# What to produce:
Rewrite the lines below from the line with "515, row 141." up to and including the line with "column 366, row 279", substituting "Label" for "Query" and leaving all else unchanged.
- - - -
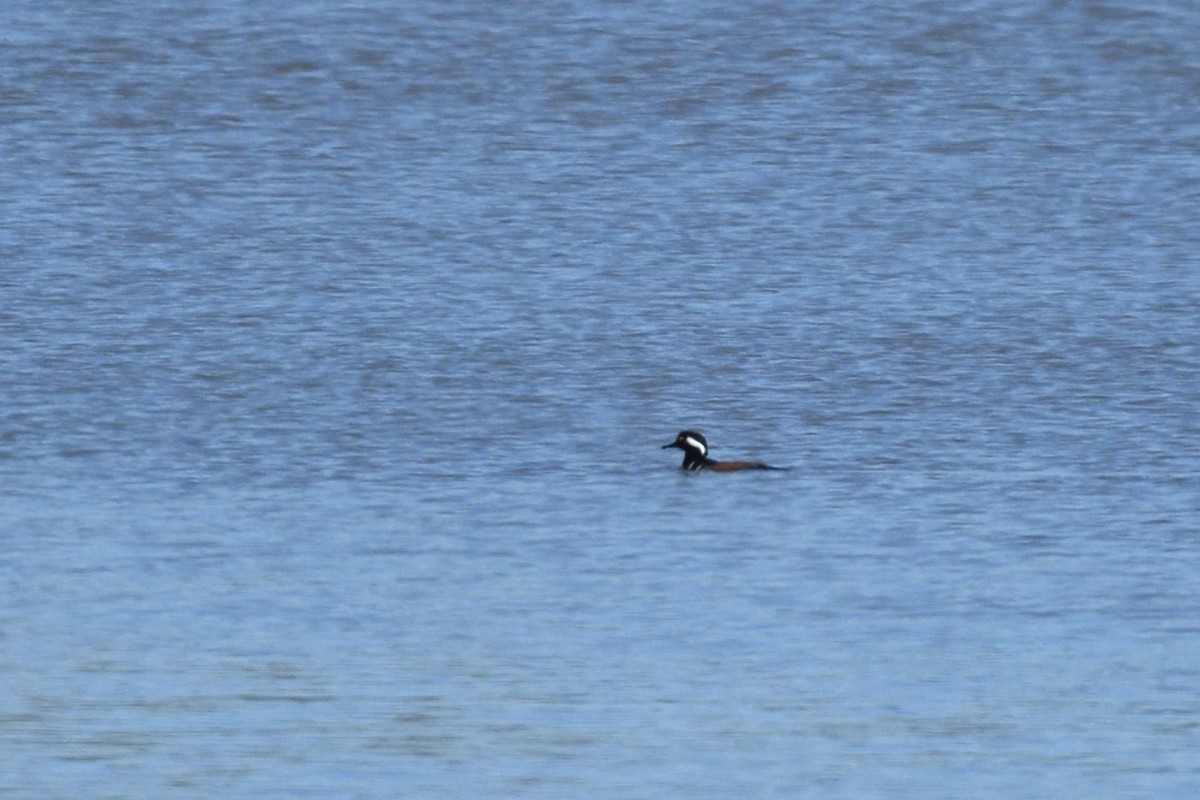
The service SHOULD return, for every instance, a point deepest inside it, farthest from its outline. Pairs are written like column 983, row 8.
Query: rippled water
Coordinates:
column 339, row 344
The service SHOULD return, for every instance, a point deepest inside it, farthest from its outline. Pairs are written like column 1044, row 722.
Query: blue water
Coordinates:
column 339, row 344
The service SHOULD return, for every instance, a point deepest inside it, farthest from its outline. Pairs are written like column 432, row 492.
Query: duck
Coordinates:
column 695, row 456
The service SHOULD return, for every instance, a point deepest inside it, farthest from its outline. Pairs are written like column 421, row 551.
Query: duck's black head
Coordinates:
column 694, row 446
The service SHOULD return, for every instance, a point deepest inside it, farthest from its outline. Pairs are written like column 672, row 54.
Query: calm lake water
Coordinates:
column 339, row 343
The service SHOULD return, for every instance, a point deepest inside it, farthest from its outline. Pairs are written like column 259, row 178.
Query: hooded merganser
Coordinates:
column 695, row 456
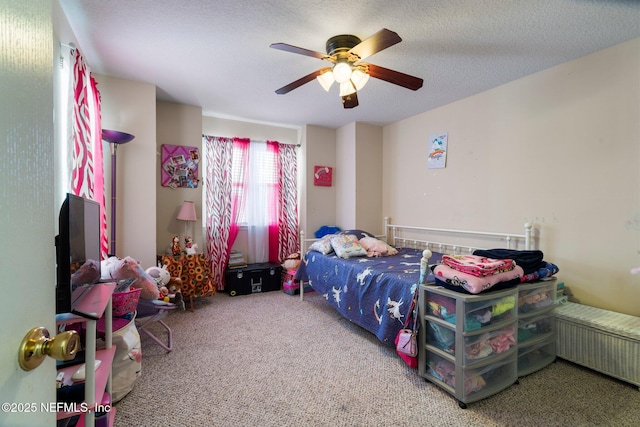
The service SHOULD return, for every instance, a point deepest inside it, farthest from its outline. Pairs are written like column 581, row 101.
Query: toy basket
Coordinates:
column 125, row 302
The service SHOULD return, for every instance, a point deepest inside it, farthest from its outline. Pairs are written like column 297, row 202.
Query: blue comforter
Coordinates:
column 374, row 293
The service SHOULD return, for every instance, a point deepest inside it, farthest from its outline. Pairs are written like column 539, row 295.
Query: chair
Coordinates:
column 150, row 312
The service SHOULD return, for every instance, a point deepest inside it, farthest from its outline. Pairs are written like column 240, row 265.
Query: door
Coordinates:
column 27, row 207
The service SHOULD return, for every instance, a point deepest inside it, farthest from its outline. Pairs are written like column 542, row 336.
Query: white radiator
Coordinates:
column 599, row 339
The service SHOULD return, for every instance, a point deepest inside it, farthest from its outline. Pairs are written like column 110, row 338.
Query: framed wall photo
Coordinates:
column 322, row 176
column 179, row 166
column 437, row 151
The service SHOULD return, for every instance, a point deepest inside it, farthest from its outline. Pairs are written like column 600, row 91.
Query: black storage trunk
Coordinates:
column 254, row 278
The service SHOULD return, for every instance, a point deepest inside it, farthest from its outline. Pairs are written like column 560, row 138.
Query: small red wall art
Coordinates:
column 322, row 176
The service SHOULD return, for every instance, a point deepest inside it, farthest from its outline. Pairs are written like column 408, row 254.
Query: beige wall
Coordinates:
column 368, row 167
column 318, row 204
column 560, row 148
column 177, row 124
column 344, row 177
column 130, row 107
column 27, row 257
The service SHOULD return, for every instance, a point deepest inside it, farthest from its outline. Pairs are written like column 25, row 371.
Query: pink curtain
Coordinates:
column 87, row 175
column 224, row 200
column 227, row 161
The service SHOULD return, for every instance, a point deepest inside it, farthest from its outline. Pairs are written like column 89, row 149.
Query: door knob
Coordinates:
column 36, row 345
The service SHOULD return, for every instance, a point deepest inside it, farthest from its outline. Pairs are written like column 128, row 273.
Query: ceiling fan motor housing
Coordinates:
column 342, row 44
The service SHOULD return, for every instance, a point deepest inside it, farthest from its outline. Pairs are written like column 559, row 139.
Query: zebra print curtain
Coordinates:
column 225, row 201
column 87, row 174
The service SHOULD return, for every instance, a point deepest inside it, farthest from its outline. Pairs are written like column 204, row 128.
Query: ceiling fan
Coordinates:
column 346, row 52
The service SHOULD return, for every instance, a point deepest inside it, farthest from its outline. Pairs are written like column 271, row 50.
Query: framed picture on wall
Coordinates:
column 437, row 151
column 322, row 176
column 179, row 166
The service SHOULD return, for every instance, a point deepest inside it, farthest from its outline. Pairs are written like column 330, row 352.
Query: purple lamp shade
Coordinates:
column 116, row 137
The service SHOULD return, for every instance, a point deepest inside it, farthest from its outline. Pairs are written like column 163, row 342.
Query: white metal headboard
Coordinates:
column 397, row 237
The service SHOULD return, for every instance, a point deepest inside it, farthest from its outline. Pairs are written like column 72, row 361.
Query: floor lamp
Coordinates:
column 114, row 138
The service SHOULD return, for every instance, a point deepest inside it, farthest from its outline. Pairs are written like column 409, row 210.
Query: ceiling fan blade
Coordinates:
column 299, row 50
column 395, row 77
column 350, row 101
column 302, row 80
column 374, row 44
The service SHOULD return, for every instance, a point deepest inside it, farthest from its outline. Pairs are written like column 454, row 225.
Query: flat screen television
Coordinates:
column 77, row 245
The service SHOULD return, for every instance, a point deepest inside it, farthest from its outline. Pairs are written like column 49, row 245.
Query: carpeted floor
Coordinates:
column 270, row 360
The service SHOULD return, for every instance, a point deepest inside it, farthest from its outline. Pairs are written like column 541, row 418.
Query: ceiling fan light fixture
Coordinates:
column 359, row 78
column 342, row 72
column 326, row 79
column 347, row 88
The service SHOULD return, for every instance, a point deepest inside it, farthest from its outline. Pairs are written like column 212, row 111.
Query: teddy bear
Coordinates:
column 190, row 247
column 175, row 246
column 115, row 268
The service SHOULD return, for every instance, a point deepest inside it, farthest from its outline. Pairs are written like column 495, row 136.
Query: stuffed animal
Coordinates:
column 115, row 268
column 159, row 274
column 175, row 246
column 89, row 272
column 292, row 261
column 190, row 247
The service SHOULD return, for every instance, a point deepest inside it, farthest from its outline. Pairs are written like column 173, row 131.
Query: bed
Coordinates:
column 376, row 292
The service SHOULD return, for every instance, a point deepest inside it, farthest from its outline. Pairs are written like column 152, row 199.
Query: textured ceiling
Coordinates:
column 216, row 55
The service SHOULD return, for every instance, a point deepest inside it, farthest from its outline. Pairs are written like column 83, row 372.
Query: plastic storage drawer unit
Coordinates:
column 533, row 357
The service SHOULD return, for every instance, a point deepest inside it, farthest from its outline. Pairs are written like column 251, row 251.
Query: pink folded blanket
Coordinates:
column 478, row 266
column 471, row 283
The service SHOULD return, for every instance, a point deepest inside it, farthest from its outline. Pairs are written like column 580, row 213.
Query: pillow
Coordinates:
column 347, row 246
column 325, row 230
column 358, row 233
column 375, row 247
column 323, row 245
column 128, row 268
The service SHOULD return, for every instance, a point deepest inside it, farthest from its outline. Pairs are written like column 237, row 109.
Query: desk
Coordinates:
column 194, row 274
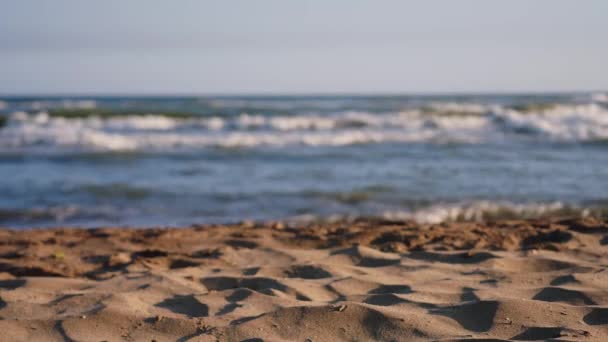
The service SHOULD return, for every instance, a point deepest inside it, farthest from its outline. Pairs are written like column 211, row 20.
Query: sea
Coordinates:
column 180, row 160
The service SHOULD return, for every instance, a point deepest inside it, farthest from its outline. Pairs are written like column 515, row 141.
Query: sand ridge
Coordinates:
column 361, row 280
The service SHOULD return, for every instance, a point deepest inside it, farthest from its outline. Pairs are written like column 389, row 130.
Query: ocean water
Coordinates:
column 91, row 161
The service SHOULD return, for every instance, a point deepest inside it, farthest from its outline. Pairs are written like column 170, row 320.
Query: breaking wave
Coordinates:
column 435, row 123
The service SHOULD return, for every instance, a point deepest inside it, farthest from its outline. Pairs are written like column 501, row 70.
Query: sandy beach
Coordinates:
column 365, row 280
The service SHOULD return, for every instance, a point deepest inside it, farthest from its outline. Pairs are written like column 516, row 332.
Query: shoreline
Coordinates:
column 366, row 279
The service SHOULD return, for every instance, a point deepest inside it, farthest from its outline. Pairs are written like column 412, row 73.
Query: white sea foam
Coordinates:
column 599, row 97
column 451, row 124
column 480, row 210
column 563, row 122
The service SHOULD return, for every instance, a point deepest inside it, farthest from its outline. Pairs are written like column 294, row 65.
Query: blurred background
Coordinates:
column 150, row 113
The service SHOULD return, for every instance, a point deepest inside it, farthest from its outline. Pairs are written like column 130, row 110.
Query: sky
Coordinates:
- - - -
# Solution to this problem:
The service SHOULD return, for every instance, a point deepest inside it, farthest from its outline. Pairs are written like column 515, row 141.
Label: sand ridge
Coordinates:
column 361, row 280
The service SHOULD return, for every instance, a point deepest inside it, farthest from its outline. Pairs are written like column 389, row 130.
Label: ocean water
Coordinates:
column 91, row 161
The service SHOULD return, for every instance, a point deepest inside it, farthest from its outline. Pairs are written like column 170, row 320.
Label: breaking wave
Coordinates:
column 435, row 123
The service SHOULD return, for every instance, a point deepest inside it, farthest from its outline. Pairs are written like column 501, row 70.
Label: sandy beach
Coordinates:
column 365, row 280
The service SHOULD return, for every instance, a point deepest inside it, farthest from its outline. Pairs are written like column 516, row 332.
Label: shoreline
Coordinates:
column 366, row 279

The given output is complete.